## Brief
Rewrite the part of the article on UNC's music courses that begins at "And students are" and stops after "in the course.", putting "largely favorable" in place of "overwhelmingly positive".

## Text section
--------------------

A rebellious new genre of contemporary music is now seeking placement in university music departments after taking America’s youth by storm. Providing a soundtrack to parties, this new form sharply contests most long-held rules of classical composition.

This genre is jazz, and the year is 1946.

That year, the University of North Texas became the first university to offer a jazz degree. It was then called the “laboratory band” program, as “dance band” was deemed inappropriate.

Mark Katz, professor and chairman of UNC’s department of music, sees the historic adoption of jazz performance courses as an analog for the adoption of contemporary music performance courses today — and he’s reimagining the music department to teach much more than Tchaikovsky and Liszt.

“Music is a living tradition and we’re not studying classics — something that happened a long time ago — we’re studying something that continues to this day,” Katz said.

“We study older music but we should study all forms of music and encourage all forms of music making.”

This desire to innovate led to the foundation of the Beat Making Lab within the University’s music department last year. The course, taught by producer Apple Juice Kid (Stephen Levitin) and professor Pierce Freelon, offers students college credit for the study of hip-hop and electronic music production.

Other courses have previously represented contemporary genres, such as hip-hop, but usually in the context of history or literature courses. The Department of African and Afro-American Studies at UNC offers a course taught by Perry Hall; Duke offers a course taught by producer 9th Wonder (Pat Douthit) and Mark Neal.

“For me, hip-hop simply functions as an alternative vehicle to explore the issues of community, identity and political engagement that are related to my research,” said Neal in an e-mail. “As such, hip-hop culture represents a unique interdisciplinary space.”

Katz said basing courses in performance is an innovation. “I thought it would really be great if we could teach not just the history of popular music, but how to compose and perform popular music,” he said.

In addition to the Beat Making Lab, he’s scheduled a DJ Lab for next spring with hopes of adding a Rock Lab and an MC Lab.

These expansions have been spurred by the Beat Making Lab’s success.

“Popular music has really gravitated towards electronic creation,” Levitin said. “And I think it’s great that it’s being taught at a university level along with the jazz studies and the classical music studies.

“I think it’s just a step into the present and future of where music instruction needs to be to engage students and have them prepared for the real world after college.”

And students are definitely engaging with the music.

“The student reaction has been overwhelmingly positive,” Katz said. So much so that the professors have had to start taking admission essays from students who wish to enroll in the course.

--------------------

## Recorded information
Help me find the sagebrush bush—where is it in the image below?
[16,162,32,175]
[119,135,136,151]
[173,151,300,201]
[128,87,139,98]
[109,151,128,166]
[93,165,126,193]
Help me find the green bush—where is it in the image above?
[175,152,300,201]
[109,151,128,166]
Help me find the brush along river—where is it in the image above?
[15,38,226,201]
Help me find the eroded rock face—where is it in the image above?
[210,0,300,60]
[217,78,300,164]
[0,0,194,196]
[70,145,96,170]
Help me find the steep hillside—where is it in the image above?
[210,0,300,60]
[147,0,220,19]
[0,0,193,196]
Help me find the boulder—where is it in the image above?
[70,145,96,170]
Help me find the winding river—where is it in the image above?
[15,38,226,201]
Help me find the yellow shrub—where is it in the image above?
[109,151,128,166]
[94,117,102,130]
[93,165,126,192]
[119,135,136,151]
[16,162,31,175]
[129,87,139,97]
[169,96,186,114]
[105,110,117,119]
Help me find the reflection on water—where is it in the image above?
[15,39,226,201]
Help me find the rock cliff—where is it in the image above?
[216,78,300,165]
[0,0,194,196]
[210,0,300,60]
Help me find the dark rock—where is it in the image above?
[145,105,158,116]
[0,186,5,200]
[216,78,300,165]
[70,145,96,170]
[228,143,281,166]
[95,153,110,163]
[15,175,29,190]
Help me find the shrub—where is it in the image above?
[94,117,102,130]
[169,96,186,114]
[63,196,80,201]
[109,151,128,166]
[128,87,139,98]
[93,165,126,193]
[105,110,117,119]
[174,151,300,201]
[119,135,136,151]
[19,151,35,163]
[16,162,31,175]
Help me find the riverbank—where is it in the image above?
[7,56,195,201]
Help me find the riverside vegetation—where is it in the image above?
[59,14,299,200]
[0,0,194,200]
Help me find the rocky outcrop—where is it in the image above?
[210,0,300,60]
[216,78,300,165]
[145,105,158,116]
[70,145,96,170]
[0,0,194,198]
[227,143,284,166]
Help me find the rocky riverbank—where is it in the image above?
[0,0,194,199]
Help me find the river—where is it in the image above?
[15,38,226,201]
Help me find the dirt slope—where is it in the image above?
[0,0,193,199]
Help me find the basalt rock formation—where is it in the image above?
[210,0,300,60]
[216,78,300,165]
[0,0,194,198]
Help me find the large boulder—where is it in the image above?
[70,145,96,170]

--------------------

## Exercise result
And students are definitely engaging with the music.

“The student reaction has been largely favorable,” Katz said. So much so that the professors have had to start taking admission essays from students who wish to enroll in the course.